AIM OF THE EXERCISE:
Reproduce word for word the lines below from the line with "In this exercise you will annotate each instance of the round" to the line with "(1156, 374)", including both of those lines.

>> START

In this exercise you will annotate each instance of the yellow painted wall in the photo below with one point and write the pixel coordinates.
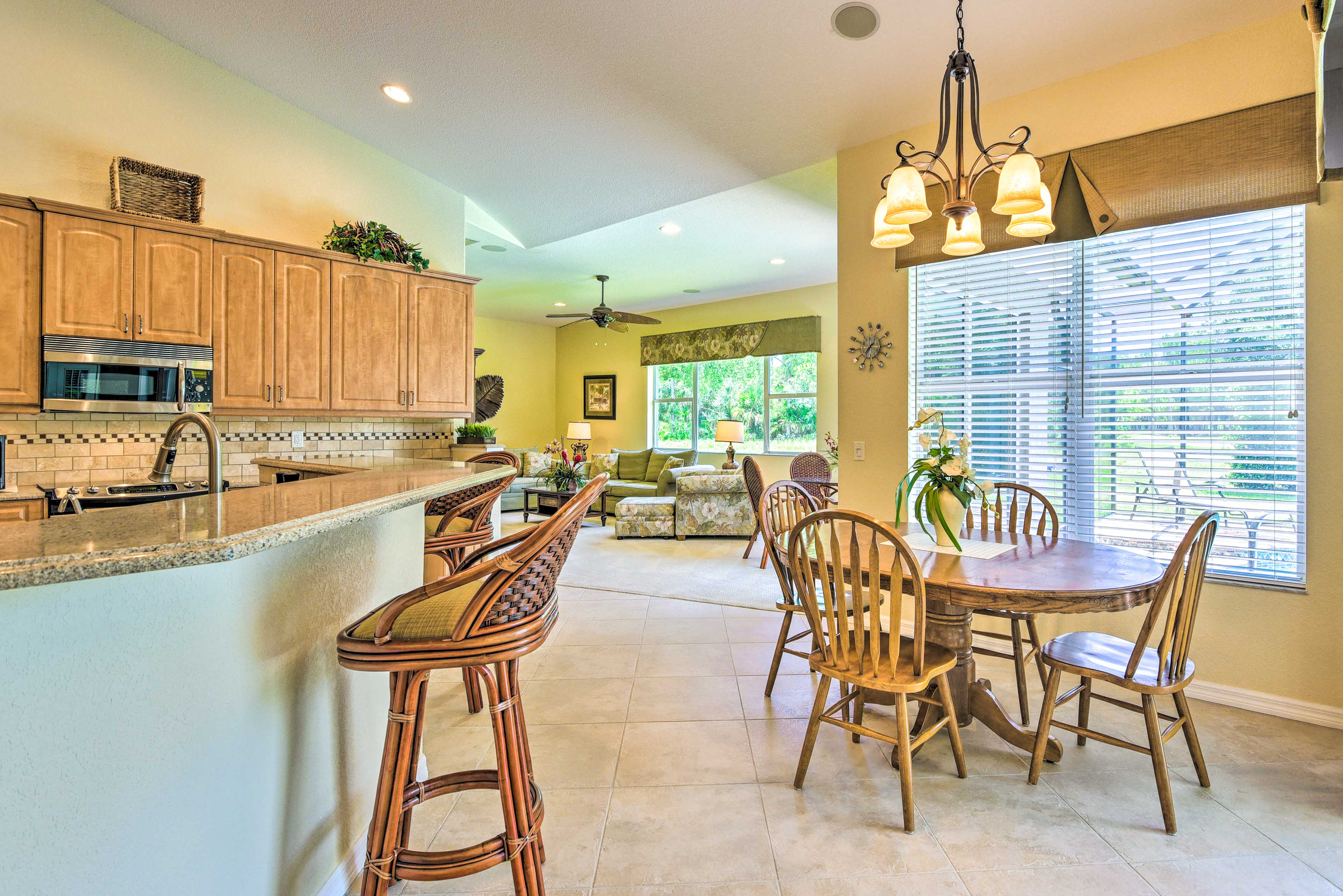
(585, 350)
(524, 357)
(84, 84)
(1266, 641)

>> END
>> START

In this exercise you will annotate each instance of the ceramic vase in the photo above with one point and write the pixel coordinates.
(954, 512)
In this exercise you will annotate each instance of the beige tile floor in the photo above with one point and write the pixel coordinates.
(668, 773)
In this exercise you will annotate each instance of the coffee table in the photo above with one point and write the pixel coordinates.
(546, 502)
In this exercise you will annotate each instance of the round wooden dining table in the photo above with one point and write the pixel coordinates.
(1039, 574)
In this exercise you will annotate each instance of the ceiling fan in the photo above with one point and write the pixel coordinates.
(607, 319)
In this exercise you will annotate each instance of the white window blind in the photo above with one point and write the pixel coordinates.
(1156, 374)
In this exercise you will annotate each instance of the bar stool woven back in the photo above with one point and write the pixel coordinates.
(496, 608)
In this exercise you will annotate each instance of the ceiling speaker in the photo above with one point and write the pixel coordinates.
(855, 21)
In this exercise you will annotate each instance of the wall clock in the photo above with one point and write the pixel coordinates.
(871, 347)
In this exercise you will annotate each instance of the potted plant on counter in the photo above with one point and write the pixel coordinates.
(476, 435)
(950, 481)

>> END

ANSWER:
In this exercise you will annotate each instance of the round wooden dining table in the photo above with one point and write the pixel coordinates.
(1039, 574)
In this exercise you will annotate each instance of the ceiling fan in the photo above with one point and write the pixel coordinates.
(607, 319)
In this exercise you will annotate each instance of the white window blind in the photo above with one point and write the pixel coordinates.
(1156, 374)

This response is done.